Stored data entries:
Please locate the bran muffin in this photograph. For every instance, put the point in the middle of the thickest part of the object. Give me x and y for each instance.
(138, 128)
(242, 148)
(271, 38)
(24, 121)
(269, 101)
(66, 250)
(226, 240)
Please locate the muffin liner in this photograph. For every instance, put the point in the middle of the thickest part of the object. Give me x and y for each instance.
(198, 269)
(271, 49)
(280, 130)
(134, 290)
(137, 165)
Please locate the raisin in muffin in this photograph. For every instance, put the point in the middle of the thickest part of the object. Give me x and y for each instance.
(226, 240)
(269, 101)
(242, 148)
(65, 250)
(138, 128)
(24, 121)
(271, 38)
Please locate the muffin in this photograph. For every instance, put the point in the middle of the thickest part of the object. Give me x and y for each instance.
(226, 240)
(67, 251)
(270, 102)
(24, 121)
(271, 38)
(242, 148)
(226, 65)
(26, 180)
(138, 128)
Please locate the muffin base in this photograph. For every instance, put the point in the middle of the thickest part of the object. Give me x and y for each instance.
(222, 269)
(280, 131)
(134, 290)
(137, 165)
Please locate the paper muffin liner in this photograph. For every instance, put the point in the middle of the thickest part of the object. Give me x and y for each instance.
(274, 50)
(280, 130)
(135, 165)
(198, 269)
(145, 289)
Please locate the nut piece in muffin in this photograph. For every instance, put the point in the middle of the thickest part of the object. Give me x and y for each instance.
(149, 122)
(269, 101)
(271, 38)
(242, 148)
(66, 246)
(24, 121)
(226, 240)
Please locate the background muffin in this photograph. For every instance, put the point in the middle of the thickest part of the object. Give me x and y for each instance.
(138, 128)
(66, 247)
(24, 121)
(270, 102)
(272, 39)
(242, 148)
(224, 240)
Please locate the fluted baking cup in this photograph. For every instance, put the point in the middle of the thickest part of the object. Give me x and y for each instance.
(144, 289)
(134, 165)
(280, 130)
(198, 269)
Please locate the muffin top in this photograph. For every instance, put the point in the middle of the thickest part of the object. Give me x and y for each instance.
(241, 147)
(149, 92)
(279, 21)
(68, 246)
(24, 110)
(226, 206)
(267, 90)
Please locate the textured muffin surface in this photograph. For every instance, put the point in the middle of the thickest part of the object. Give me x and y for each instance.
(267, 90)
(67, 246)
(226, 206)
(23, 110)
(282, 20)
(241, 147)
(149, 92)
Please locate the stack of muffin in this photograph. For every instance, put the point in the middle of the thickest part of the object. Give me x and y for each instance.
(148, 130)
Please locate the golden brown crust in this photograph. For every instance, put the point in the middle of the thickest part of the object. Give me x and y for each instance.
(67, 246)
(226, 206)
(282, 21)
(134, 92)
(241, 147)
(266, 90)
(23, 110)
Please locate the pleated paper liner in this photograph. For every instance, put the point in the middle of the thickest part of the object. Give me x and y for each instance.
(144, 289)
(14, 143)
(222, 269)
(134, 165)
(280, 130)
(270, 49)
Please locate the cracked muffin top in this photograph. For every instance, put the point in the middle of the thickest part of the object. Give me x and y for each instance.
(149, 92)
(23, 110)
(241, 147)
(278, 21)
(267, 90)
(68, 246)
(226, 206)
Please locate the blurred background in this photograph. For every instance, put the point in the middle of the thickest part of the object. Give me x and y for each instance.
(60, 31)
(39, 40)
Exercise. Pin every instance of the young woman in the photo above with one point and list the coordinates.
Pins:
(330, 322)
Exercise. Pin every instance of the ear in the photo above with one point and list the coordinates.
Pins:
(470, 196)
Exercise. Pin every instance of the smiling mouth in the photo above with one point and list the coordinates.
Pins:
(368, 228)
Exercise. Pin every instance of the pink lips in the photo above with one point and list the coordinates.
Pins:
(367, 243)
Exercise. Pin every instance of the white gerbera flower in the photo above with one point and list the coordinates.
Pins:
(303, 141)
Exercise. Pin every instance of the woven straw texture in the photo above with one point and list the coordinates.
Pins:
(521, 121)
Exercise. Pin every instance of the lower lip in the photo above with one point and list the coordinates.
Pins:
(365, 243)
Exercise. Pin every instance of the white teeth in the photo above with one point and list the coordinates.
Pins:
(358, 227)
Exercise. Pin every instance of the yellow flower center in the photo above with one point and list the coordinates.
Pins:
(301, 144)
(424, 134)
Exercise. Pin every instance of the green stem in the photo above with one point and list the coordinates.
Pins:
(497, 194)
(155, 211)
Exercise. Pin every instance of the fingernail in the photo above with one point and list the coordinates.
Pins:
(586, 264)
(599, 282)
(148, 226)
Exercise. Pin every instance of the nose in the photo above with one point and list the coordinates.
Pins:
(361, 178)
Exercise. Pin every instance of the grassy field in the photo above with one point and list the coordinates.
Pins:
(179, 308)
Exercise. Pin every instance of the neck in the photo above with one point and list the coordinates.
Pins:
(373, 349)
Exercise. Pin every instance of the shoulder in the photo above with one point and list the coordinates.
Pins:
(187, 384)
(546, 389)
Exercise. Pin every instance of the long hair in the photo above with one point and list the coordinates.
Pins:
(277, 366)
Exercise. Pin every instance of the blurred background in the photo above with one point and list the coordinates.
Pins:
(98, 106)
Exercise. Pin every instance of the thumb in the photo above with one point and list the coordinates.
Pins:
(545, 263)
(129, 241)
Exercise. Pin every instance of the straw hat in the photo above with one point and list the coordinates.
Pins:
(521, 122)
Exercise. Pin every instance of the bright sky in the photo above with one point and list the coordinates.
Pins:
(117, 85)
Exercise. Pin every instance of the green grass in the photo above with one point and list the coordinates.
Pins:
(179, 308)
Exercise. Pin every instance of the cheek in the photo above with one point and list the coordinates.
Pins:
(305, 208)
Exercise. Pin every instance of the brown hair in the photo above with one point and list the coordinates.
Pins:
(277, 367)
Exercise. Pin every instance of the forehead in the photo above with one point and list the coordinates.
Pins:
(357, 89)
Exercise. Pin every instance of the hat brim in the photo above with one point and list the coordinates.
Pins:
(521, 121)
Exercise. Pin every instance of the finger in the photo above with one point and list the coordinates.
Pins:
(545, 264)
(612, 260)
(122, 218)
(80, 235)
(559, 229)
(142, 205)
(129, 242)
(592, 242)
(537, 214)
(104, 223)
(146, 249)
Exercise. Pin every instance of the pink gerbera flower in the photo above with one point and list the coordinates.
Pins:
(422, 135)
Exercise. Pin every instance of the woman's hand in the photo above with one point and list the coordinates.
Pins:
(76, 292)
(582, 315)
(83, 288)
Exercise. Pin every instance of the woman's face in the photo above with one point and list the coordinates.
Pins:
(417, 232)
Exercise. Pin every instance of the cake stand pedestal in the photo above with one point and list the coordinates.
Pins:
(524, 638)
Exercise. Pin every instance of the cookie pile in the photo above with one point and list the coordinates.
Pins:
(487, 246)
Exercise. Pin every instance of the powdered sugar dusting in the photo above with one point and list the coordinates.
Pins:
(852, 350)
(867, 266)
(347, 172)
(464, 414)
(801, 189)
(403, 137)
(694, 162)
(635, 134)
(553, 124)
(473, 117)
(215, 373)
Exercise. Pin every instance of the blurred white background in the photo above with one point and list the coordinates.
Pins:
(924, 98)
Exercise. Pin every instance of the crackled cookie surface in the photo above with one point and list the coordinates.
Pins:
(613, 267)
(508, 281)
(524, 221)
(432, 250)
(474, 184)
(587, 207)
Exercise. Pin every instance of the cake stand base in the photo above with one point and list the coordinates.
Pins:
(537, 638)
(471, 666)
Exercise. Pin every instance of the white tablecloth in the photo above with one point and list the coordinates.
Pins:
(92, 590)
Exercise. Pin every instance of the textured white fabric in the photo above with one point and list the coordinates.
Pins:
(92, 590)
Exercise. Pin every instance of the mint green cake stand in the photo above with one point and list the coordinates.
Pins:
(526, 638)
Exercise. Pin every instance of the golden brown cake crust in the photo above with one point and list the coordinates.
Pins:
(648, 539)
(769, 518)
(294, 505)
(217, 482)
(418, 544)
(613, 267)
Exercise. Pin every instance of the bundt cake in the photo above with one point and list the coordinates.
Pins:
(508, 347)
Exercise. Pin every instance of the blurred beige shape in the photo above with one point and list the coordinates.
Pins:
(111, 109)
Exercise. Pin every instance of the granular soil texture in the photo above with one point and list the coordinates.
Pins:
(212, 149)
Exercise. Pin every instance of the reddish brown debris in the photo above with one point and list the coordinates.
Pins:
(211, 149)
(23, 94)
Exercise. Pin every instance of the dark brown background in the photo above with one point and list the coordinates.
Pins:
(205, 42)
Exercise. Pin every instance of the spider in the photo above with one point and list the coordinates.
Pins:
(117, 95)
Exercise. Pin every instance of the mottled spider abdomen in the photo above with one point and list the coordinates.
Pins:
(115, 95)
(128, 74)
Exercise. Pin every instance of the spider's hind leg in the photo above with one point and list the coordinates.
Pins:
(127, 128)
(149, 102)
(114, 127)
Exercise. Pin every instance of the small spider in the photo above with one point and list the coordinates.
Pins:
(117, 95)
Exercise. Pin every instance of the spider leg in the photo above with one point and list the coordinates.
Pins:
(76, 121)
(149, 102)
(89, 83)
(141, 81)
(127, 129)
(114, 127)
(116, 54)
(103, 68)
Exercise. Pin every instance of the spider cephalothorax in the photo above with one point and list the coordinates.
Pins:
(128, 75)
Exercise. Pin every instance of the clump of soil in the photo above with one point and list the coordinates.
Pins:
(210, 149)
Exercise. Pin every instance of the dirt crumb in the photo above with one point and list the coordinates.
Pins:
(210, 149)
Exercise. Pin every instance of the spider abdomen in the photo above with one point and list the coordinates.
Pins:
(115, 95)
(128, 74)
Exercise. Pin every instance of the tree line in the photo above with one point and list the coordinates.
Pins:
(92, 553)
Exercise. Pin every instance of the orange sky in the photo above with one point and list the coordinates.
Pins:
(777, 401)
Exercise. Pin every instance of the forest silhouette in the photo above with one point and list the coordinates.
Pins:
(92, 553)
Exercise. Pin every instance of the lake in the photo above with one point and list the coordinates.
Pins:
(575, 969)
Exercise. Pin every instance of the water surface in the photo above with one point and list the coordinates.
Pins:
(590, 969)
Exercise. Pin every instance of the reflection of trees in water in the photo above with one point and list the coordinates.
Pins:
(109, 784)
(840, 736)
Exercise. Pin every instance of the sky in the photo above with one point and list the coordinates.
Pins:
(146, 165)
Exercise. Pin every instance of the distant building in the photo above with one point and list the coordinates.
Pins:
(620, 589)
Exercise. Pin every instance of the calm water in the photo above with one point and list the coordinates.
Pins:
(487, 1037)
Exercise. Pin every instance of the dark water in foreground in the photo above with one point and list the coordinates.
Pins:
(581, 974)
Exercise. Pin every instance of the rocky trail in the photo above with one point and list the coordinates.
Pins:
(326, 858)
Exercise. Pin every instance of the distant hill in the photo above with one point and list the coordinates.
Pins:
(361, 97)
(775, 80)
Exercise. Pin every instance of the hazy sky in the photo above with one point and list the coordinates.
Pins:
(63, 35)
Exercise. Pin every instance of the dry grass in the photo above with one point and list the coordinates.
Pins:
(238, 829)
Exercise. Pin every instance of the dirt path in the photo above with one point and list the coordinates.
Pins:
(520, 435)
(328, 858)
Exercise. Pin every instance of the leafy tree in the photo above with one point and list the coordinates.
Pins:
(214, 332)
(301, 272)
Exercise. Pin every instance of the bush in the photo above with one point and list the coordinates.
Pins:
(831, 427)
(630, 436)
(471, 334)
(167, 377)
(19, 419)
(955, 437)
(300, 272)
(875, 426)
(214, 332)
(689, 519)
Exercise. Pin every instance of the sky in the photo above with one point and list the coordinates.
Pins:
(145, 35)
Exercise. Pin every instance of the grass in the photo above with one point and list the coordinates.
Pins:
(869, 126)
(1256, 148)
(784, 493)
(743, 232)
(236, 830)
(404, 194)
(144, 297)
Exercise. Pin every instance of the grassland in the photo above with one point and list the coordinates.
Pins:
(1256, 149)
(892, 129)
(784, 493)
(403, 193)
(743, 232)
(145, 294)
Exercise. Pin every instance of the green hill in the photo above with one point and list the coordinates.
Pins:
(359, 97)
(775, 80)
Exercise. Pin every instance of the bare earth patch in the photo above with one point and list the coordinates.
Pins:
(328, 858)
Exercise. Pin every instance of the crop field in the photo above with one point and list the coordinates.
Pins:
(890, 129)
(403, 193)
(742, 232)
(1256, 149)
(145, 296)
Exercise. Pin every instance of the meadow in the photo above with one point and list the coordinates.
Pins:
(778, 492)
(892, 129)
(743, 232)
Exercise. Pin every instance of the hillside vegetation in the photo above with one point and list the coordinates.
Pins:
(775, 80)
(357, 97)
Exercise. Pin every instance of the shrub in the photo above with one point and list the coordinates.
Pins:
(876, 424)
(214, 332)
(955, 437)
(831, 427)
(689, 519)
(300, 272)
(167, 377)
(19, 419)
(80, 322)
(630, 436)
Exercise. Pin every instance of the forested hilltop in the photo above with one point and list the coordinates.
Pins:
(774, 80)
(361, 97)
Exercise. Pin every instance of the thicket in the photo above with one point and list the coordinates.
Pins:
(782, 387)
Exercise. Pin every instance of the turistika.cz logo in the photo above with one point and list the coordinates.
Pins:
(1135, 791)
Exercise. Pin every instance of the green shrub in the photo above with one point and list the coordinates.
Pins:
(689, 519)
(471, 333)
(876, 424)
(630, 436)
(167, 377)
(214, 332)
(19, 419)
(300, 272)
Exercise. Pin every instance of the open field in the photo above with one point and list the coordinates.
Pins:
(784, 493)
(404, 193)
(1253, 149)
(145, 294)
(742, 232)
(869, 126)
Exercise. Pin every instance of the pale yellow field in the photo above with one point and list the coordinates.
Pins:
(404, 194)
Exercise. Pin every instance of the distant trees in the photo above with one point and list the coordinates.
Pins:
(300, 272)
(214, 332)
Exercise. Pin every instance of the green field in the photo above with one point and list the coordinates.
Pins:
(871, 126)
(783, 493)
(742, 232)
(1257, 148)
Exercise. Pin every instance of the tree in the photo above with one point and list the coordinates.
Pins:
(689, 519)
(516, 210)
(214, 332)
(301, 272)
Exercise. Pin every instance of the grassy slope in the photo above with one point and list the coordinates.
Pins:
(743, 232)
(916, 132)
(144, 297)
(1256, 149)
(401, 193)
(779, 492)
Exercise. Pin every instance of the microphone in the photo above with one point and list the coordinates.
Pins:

* **To do**: Go through the records and gather the lines that hold "grassy".

* **Response below**:
Exercise. Pin every instance of the grassy field in the photo above with one point and list the coordinates.
Exercise. Pin every instance of the grassy slope in the photo above with one point and list the coordinates.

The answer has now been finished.